[Start of section]

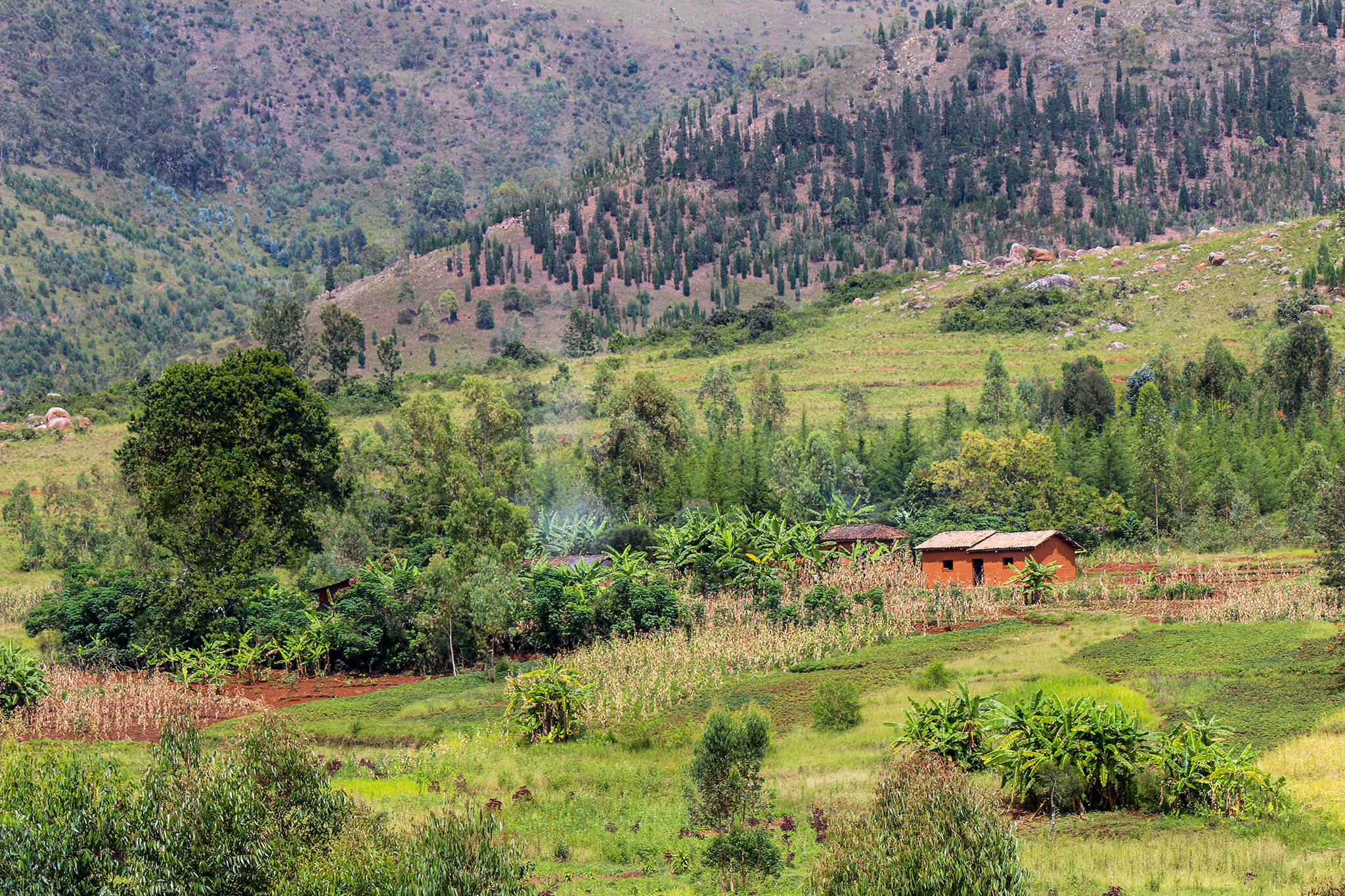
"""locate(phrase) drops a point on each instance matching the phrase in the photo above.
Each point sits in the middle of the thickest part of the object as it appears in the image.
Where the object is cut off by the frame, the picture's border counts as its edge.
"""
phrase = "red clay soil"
(277, 695)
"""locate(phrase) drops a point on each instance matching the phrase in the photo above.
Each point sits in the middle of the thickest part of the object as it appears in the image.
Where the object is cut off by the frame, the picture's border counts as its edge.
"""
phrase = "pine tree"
(1155, 464)
(997, 394)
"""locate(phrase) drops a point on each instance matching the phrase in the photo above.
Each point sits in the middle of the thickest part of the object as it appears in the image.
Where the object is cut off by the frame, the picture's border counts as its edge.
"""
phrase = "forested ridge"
(170, 163)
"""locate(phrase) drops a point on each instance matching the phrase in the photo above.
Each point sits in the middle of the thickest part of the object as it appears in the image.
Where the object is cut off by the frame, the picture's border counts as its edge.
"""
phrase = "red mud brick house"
(848, 536)
(984, 558)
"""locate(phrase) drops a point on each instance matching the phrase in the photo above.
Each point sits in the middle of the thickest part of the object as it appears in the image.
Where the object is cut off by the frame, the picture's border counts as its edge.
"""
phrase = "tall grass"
(643, 676)
(15, 603)
(1313, 766)
(104, 706)
(1170, 861)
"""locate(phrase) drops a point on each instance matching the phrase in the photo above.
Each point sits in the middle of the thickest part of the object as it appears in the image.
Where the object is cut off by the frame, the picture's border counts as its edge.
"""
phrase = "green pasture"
(603, 815)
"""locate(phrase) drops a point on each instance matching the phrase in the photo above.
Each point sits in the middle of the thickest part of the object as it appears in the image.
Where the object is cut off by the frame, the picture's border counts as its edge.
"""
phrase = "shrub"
(837, 707)
(930, 832)
(548, 704)
(93, 609)
(726, 790)
(933, 677)
(23, 683)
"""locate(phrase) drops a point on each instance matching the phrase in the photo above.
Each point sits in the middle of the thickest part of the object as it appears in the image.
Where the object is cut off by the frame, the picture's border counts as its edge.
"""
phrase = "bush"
(837, 707)
(725, 792)
(95, 613)
(1013, 308)
(23, 683)
(930, 832)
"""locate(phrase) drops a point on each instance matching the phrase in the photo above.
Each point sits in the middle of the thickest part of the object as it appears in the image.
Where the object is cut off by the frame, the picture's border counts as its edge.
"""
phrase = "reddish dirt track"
(277, 695)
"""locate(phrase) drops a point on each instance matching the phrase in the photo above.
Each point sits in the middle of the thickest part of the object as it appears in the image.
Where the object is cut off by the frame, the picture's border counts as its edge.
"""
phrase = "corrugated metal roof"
(954, 540)
(862, 532)
(575, 559)
(1021, 540)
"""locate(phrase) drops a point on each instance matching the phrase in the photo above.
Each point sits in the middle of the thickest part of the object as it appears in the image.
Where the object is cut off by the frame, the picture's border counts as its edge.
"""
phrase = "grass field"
(603, 815)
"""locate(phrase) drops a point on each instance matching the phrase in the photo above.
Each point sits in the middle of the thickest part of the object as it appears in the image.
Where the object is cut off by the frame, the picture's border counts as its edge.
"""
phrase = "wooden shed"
(848, 536)
(323, 595)
(978, 559)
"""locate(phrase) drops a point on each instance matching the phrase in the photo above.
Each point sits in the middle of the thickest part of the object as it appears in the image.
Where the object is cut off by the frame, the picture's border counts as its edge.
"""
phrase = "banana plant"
(248, 656)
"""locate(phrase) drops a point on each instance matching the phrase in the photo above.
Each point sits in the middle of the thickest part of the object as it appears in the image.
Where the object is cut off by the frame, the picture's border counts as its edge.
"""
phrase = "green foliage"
(1013, 308)
(233, 821)
(23, 681)
(632, 458)
(1331, 527)
(466, 853)
(341, 340)
(259, 816)
(1036, 580)
(837, 707)
(741, 852)
(64, 822)
(724, 779)
(933, 677)
(1044, 746)
(548, 704)
(864, 285)
(929, 832)
(229, 464)
(954, 729)
(96, 613)
(725, 790)
(573, 605)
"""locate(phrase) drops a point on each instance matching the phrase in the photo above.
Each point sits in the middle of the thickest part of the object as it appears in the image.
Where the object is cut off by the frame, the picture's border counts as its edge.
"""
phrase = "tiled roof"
(954, 540)
(864, 532)
(1021, 540)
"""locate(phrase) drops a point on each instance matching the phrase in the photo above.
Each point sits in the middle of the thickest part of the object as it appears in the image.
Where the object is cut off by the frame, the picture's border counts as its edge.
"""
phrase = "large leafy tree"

[End of section]

### Task requirements
Return the entries above in full and unchanged, omitting every image.

### Exercise response
"""locate(phrase) drops a point on each instance matching the phrase in the photo above.
Each point sits in the middle of the thickest part of the object as it appears in the image.
Where the object is cut off by the frame, the picture's border counts as its edge.
"""
phrase = "red clay soil"
(277, 695)
"""locate(phrase) drops a point on each instance matching the phrase in the photo above.
Each point sits in the middle of the thickest part of the object as it appears in the image.
Where the object is cut off by the frame, the picture's border counts as its edge.
"""
phrase = "pine tree"
(1155, 464)
(997, 394)
"""locate(phrase) drops a point on each instance matching the phrase in the photo above.
Each point sits in the middle of the thickest part of the object as it appears in the image.
Where the object is cut off by the frame, the picture's border counts as its edge.
"""
phrase = "forested ridge"
(170, 163)
"""locate(phrase) drops a point on each instance matching the phrase in the photo above.
Each point sits in the middle of the thickest part of the object as it appears in the image.
Where the object is cut off by the frame, the picture's border counts as its edge.
"""
phrase = "red mud brick house"
(848, 536)
(984, 558)
"""locate(phrase) drops a point on each instance matching the phrase in the photo above.
Each point sits in the middle of the thickest part of the object as it appears in the image.
Where the object is cut off by the frame, the picture's border counts as its edge.
"""
phrase = "tall grass"
(643, 676)
(15, 603)
(1313, 766)
(104, 706)
(1170, 861)
"""locate(phrase) drops a point on each instance matching the phrase in the photo above.
Each point sits in the middle of the thickest part of the object as it appears in the image.
Where the object is cut off by the frame, the picture's border counts as its edge.
"""
phrase = "green pasture"
(603, 815)
"""locate(phrase) drops a point on each instance matching the phrase in the photo above.
Each point sits in the middle of the thickest part of the object as it appears in the image.
Where the object is cut off by the frame, the picture's border counts as its edge.
"""
phrase = "shrub"
(837, 707)
(930, 832)
(548, 704)
(93, 609)
(726, 790)
(933, 677)
(23, 683)
"""locate(phrase) drops a point on each instance matching the phrase in the photo above.
Each point sits in the middle of the thickest part of the object as it appears in the image.
Where the object is cut off by the frame, the picture's border counts as its edge.
"""
phrase = "bush"
(837, 707)
(725, 792)
(95, 613)
(1013, 308)
(23, 683)
(930, 832)
"""locate(phrase) drops a point on each instance matching the phrase in the photo above.
Each point sits in the middle of the thickest part of the object as it appears in the image.
Where the object is cut off by the frame, the picture's border counts as its edge.
"""
phrase = "reddish dirt track"
(277, 695)
"""locate(phrase) drops a point on each instance matching the phrase in the photo above.
Each point sits in the middle of the thickest part of the object as it appears in the image.
Where the object is cut off by the frame, the picture's border counts as its edge.
"""
phrase = "corrugated metal roof"
(954, 540)
(862, 532)
(575, 559)
(1021, 540)
"""locate(phrase) drops a point on each instance matching the phrase in the photo above.
Each point sits in the middle of the thickest part of the object as it appears in the image.
Where the object is cut off by the frame, the picture's border counts as its edge.
"""
phrase = "grass field"
(603, 815)
"""locate(phrase) drops a point on each instance matching the phrase in the photo above.
Each point sits in the middle of the thickest part of the object as it appears in the image.
Where the object is cut off by the frame, the picture's border counts as its edge.
"""
phrase = "wooden shed"
(848, 536)
(323, 595)
(978, 559)
"""locate(phrase) drops a point on each instance matching the phrase in the photo above.
Each point sits in the middle of the thickest part of the object as it appears in the image.
Where the object is cut off by the frame, the picture's border counts as its edge.
"""
phrase = "banana plant"
(248, 656)
"""locate(phrase) drops a point on each instance matching the phrase in the photo above.
Each point sits in the middle of the thickest part of the object as it appears in the image.
Where the object is cut off by the frame, the picture's border counts as its edge.
"""
phrase = "green foliage"
(1013, 308)
(233, 821)
(23, 681)
(632, 458)
(1331, 527)
(466, 853)
(341, 340)
(259, 816)
(1036, 580)
(837, 707)
(741, 852)
(64, 822)
(724, 779)
(933, 677)
(1044, 746)
(548, 704)
(864, 285)
(929, 832)
(229, 464)
(954, 729)
(96, 613)
(725, 790)
(573, 605)
"""locate(phrase) drops a point on each instance matching the phrase in the photo above.
Each point sits in the middle of the thickest part of the object as it appears in the image.
Where the object is cut off by the frame, the picture's border counts as its edge.
"""
phrase = "tiled roof"
(954, 540)
(864, 532)
(1021, 540)
"""locate(phrase) drops a point on each instance matching the phrase in the photo above.
Each point sits in the middle of the thickest part of the object as it appears in the image.
Where the object is cut off by the frame, the picture's border counts as its edge.
"""
phrase = "large leafy tree"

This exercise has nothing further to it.